DOCUMENT PASSAGE:
From George Will, writing about criticism that the federal government's post-Katrina response was motivated by the economic condition of the victims:
America's always fast-flowing river of race-obsessing has overflowed its banks, and last Sunday on ABC's "This Week," Sen. Barack Obama, Illinois's freshman Democrat, applied to the expression of old banalities a fluency that would be beguiling were it without content. Unfortunately, it included the requisite lament about the president's inadequate "empathy" and an amazing criticism of the government's "historic indifference" and its "passive indifference" that "is as bad as active malice." The senator, 44, is just 30 months older than the "war on poverty" that President Johnson declared in January 1964. Since then the indifference that is as bad as active malice has been expressed in more than $6.6 trillion of anti-poverty spending, strictly defined.

The senator is called a "new kind of Democrat," which often means one with new ways of ignoring evidence discordant with old liberal orthodoxies about using cash — much of it spent through liberalism's "caring professions" — to cope with cultural collapse. He might, however, care to note three not-at-all recondite rules for avoiding poverty: Graduate from high school, don't have a baby until you are married, don't marry while you are a teenager. Among people who obey those rules, poverty is minimal.

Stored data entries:

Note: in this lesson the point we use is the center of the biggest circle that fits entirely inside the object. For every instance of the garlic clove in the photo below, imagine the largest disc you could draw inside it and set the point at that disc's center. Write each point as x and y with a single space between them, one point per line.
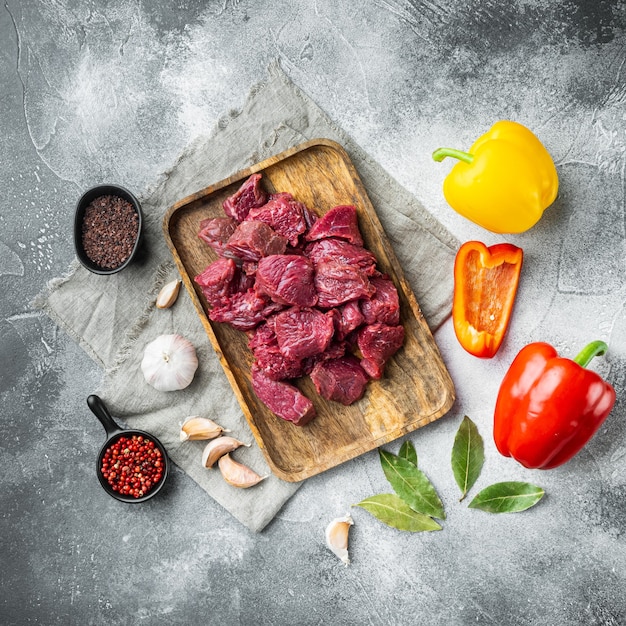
197 428
168 294
169 363
237 474
337 537
217 448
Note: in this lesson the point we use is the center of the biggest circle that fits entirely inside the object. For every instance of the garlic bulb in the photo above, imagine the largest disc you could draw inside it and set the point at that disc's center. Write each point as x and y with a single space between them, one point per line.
237 474
168 294
197 428
169 363
217 448
337 537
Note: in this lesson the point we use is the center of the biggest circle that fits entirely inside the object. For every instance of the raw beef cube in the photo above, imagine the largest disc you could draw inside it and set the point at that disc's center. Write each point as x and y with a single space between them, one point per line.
284 214
287 279
335 350
217 231
283 399
252 241
340 221
384 305
377 343
341 251
348 317
249 196
217 281
342 380
244 310
336 284
270 360
303 333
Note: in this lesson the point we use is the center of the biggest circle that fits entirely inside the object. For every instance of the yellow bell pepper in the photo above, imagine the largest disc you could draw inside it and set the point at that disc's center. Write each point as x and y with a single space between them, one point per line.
505 182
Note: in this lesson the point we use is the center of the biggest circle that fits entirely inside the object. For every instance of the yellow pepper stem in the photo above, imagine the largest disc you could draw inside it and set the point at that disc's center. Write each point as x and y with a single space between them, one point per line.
441 153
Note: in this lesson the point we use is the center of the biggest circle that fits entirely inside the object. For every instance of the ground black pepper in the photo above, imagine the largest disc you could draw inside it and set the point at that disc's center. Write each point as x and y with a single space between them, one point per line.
109 231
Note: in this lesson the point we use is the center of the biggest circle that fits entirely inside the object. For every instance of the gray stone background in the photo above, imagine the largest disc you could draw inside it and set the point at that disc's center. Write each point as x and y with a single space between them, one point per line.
113 91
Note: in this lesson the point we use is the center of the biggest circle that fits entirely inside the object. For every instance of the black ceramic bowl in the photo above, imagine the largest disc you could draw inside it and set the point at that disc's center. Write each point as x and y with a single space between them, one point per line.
114 432
116 225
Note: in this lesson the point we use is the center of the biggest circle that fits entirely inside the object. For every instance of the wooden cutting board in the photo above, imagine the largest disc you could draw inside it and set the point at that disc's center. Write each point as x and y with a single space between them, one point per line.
416 388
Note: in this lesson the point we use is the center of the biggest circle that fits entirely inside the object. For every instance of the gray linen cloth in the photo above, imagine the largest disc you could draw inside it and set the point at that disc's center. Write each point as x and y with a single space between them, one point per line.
113 318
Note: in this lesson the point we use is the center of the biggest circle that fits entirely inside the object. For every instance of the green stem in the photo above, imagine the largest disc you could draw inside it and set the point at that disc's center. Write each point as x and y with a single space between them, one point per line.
595 348
441 153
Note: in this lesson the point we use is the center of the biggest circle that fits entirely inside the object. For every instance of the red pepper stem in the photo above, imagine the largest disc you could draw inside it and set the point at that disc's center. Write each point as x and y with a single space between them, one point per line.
441 153
595 348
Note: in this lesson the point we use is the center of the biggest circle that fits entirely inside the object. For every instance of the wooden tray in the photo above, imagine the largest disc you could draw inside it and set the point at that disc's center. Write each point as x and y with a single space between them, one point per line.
416 388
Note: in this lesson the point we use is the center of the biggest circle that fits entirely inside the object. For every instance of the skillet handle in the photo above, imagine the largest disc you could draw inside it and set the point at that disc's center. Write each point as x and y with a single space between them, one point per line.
98 408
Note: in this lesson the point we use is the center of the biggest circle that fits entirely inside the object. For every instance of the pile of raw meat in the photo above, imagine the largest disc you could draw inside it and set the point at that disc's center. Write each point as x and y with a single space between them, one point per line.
306 292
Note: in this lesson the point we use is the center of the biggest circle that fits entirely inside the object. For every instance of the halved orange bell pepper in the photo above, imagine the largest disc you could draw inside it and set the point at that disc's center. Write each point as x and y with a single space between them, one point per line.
485 285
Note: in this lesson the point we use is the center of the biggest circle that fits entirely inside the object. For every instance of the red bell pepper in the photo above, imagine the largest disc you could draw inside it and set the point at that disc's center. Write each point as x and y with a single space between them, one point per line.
485 285
549 407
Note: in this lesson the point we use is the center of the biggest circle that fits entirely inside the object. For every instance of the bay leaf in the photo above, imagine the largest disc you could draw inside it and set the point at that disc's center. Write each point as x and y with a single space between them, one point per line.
395 512
407 451
411 484
468 455
507 497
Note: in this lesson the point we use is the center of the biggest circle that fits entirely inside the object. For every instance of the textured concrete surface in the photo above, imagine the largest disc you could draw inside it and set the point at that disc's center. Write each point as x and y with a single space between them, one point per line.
93 91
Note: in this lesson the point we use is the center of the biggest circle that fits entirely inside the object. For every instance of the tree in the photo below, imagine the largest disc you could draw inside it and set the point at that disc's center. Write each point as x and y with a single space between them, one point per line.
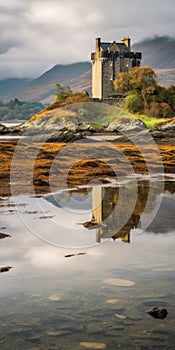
59 93
143 80
134 103
140 80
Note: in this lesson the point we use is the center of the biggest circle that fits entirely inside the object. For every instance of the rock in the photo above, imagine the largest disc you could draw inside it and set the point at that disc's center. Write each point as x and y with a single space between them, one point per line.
112 301
122 317
119 282
158 312
5 268
89 345
55 297
70 255
4 235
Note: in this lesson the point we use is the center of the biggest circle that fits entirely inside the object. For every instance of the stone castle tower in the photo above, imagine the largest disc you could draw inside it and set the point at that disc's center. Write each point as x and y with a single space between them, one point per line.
107 61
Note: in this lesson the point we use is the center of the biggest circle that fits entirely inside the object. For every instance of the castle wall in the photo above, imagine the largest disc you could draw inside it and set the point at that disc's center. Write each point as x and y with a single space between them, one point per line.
97 77
107 63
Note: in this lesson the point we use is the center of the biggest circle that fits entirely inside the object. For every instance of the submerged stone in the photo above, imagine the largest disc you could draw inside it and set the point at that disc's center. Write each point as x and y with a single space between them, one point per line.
55 297
112 301
119 282
88 345
122 317
158 312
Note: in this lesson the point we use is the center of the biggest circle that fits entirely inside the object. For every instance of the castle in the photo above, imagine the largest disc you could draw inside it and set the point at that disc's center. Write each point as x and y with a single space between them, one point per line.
107 61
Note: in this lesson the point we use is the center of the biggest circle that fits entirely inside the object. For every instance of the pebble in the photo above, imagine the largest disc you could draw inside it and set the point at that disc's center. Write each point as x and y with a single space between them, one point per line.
55 297
112 301
119 282
96 346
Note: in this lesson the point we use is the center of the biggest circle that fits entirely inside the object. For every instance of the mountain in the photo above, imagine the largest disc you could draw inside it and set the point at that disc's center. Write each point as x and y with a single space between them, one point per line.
10 86
157 52
43 89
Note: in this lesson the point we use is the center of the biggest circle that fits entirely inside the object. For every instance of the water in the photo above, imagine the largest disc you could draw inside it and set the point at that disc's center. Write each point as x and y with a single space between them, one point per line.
58 294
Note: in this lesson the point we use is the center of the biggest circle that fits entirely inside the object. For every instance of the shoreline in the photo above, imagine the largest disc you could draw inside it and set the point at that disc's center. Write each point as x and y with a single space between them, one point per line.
41 169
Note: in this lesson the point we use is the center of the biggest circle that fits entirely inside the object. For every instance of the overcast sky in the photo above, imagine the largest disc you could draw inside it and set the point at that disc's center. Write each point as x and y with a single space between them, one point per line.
37 34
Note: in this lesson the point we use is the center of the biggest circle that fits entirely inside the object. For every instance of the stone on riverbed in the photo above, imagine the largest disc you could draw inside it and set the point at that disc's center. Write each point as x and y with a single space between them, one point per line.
119 282
88 345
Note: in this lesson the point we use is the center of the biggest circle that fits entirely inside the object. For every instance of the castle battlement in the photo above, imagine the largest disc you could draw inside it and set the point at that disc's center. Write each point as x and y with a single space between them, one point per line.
107 61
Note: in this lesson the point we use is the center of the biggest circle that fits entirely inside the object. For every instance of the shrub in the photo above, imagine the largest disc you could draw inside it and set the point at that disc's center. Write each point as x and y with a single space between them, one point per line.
134 103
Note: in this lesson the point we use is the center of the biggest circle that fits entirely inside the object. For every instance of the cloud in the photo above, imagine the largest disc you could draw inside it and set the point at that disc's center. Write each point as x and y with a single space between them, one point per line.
38 34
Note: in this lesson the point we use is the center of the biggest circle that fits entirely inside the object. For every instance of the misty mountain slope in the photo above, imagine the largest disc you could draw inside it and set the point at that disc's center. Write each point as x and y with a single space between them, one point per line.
157 52
77 76
61 73
10 86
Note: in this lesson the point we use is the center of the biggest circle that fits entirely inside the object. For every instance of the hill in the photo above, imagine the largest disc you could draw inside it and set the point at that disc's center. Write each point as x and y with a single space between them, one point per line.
157 52
43 89
10 86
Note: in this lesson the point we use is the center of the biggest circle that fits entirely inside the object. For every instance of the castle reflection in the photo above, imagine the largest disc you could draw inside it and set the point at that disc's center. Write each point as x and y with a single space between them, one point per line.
118 218
117 211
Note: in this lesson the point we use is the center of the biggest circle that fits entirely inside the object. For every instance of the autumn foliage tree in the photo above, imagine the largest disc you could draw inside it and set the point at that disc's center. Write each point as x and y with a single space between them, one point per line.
143 94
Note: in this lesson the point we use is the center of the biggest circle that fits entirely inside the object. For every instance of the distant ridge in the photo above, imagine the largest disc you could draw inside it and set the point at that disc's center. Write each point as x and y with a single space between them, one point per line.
61 73
9 86
157 52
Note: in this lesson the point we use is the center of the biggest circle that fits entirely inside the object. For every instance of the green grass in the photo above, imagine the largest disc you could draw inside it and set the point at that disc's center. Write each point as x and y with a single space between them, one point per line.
150 122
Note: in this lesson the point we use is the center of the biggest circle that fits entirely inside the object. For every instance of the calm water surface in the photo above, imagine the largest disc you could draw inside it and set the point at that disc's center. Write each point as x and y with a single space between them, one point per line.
87 265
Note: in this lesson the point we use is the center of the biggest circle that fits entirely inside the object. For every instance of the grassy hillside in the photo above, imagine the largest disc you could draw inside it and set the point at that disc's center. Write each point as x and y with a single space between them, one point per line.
80 108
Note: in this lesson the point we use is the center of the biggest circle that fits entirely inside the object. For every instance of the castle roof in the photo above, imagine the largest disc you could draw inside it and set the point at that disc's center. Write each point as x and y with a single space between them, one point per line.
122 47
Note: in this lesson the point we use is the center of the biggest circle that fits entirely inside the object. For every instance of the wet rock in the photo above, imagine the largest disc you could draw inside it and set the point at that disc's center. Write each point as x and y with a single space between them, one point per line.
70 255
119 282
158 312
122 317
89 345
5 268
112 301
55 297
4 235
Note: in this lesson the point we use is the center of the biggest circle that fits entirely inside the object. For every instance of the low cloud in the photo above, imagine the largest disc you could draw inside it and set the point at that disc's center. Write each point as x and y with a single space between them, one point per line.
38 34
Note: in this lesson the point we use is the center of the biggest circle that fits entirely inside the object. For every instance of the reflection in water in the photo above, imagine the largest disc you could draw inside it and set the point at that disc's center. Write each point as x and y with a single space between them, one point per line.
105 209
50 302
117 210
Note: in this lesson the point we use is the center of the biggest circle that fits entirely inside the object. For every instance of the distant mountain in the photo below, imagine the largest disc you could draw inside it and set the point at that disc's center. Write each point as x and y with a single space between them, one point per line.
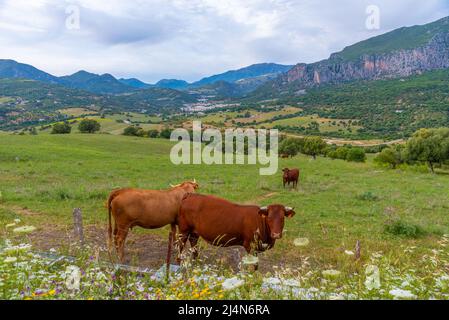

EXERCISE AIM:
In the passage on the Katrina response criticism, rewrite the paragraph beginning "The senator is called a" in a shorter form that keeps its main facts.

EXERCISE ANSWER:
The senator is called a "new kind of Democrat," which often means someone with new ways of ignoring evidence that conflicts with old liberal beliefs about using cash, much of it spent through "caring professions," to deal with cultural collapse. He might note three simple rules for avoiding poverty: graduate from high school, don't have a baby before marriage, and don't marry as a teenager. Poverty is minimal among people who follow them.